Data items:
- - - - - - -

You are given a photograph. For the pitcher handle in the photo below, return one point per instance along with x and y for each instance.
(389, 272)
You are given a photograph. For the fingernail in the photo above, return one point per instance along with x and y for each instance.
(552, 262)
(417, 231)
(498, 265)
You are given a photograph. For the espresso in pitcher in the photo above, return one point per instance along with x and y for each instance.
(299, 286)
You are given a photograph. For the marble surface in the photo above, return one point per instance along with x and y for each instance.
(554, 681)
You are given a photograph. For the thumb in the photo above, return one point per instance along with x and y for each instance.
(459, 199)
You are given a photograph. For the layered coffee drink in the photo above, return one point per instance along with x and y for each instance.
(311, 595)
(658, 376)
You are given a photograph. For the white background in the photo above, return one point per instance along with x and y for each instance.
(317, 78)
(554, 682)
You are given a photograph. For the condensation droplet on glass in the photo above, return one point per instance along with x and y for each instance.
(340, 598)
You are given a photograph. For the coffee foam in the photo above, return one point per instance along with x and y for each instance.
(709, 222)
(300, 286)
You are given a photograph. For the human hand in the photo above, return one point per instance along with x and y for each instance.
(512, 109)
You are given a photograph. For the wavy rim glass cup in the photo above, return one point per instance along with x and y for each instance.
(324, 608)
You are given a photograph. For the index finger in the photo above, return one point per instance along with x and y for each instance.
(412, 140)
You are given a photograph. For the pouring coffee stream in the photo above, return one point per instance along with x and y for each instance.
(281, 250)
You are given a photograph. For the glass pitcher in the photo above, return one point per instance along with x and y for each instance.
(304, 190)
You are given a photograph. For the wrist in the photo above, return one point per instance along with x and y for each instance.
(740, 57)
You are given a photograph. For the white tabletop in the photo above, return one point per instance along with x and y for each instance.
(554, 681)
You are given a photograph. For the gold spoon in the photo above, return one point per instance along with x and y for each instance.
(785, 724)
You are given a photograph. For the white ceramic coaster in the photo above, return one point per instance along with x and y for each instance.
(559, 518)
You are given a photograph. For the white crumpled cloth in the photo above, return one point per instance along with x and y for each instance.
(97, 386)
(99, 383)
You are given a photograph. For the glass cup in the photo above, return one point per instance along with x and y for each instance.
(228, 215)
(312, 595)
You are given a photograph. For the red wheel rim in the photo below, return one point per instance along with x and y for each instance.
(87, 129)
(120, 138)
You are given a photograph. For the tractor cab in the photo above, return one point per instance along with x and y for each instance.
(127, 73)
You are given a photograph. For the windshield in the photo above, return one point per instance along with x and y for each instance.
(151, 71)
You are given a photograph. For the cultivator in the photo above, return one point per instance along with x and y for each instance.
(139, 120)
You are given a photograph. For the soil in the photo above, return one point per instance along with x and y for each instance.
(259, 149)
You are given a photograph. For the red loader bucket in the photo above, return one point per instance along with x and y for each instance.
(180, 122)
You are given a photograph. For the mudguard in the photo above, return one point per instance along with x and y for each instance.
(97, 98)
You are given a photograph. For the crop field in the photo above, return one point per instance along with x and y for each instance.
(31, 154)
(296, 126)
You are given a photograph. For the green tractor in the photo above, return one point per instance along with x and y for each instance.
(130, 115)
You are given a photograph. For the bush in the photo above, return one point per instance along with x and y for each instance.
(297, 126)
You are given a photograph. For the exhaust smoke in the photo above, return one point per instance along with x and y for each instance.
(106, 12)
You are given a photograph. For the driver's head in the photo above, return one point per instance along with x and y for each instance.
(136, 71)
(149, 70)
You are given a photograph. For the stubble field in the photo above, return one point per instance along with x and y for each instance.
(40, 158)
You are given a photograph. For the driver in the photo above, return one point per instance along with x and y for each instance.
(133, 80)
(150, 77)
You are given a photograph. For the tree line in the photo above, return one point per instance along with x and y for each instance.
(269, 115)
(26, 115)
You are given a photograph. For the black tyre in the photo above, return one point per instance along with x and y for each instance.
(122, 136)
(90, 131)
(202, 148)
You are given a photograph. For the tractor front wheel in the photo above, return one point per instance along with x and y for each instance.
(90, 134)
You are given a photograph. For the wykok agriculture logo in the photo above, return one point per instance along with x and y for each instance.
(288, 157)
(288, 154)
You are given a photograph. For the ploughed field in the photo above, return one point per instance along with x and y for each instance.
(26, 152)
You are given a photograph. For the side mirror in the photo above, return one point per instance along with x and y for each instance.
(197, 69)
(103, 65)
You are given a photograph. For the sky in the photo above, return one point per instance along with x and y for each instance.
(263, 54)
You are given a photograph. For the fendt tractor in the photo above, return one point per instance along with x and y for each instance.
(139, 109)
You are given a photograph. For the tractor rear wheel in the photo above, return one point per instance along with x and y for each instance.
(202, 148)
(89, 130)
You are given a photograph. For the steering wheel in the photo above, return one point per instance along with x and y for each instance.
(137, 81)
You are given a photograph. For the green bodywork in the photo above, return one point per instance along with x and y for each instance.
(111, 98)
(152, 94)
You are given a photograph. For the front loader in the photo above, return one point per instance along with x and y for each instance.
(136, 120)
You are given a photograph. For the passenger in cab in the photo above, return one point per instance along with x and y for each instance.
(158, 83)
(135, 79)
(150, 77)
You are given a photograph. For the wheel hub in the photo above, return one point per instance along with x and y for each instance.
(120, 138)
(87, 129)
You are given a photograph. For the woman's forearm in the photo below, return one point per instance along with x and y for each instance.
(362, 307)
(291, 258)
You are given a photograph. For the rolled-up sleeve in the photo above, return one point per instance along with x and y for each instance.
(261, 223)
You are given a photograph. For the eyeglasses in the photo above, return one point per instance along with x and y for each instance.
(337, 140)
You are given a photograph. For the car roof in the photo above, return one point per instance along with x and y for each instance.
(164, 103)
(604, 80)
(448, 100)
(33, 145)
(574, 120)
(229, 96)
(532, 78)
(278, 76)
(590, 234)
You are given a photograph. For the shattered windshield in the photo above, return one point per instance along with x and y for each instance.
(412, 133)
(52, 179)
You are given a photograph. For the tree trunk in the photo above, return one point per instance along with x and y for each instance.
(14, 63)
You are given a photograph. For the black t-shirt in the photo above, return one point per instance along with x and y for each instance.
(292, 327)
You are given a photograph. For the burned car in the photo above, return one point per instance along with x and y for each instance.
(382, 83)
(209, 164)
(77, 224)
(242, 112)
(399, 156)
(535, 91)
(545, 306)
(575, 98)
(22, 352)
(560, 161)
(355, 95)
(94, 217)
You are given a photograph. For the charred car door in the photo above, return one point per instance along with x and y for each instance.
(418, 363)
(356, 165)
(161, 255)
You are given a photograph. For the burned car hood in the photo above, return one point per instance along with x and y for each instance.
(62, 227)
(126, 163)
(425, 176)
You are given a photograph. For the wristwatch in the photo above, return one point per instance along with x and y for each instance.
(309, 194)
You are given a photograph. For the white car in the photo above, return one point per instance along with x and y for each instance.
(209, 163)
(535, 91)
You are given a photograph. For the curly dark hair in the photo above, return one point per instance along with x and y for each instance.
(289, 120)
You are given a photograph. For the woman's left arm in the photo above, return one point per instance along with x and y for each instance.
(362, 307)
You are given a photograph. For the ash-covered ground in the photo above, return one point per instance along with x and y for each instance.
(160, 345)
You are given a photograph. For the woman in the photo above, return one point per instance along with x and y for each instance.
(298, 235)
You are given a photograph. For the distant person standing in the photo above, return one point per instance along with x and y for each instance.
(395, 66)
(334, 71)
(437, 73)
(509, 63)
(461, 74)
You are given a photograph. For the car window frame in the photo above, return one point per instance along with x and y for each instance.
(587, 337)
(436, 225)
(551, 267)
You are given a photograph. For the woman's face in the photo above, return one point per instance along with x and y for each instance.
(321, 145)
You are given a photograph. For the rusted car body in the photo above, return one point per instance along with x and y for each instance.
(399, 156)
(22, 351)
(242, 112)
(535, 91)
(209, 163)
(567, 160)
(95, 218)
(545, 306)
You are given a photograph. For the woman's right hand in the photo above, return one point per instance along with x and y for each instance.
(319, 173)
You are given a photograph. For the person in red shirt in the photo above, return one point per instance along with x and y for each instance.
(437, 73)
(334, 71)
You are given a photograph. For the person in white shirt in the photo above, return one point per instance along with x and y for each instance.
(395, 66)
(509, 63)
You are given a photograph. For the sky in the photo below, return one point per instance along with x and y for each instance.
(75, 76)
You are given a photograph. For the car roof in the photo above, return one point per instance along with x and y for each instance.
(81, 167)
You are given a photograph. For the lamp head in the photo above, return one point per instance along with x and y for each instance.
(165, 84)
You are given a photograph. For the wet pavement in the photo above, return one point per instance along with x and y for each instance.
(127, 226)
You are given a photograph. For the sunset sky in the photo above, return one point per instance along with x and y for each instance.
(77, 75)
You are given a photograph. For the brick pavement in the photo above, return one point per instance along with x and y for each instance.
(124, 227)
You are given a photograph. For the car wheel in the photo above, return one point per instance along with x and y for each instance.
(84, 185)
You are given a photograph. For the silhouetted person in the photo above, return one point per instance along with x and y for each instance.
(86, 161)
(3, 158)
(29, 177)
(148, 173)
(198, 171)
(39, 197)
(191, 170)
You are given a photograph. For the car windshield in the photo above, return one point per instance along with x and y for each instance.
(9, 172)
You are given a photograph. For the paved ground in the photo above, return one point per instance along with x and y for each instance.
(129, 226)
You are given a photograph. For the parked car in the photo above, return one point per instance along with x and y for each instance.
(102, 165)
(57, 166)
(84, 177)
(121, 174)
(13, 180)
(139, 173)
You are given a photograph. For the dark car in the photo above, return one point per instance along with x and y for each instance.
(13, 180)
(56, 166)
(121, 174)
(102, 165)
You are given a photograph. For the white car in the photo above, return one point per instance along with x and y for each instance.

- - - - - - -

**TASK INSTRUCTIONS:**
Your task is to return, exactly and on their own, the lines from the one containing "You are given a photograph. For the paved" through the last line of the listing.

**TASK RESULT:**
You are given a photograph. For the paved ground in the photo above, return one point per instance along with x and y for each instance.
(129, 226)
You are given a photograph. For the parked car in the photo above, return one point per instance along with x and y for each instance.
(102, 165)
(57, 166)
(84, 177)
(121, 174)
(13, 180)
(139, 173)
You are given a photograph. For the dark car in the photo above, return one point per instance along with x and y for each instance.
(13, 180)
(56, 166)
(121, 174)
(102, 165)
You are given a photograph. For the white car in the photo above, return one point per instance along with x and y for each instance.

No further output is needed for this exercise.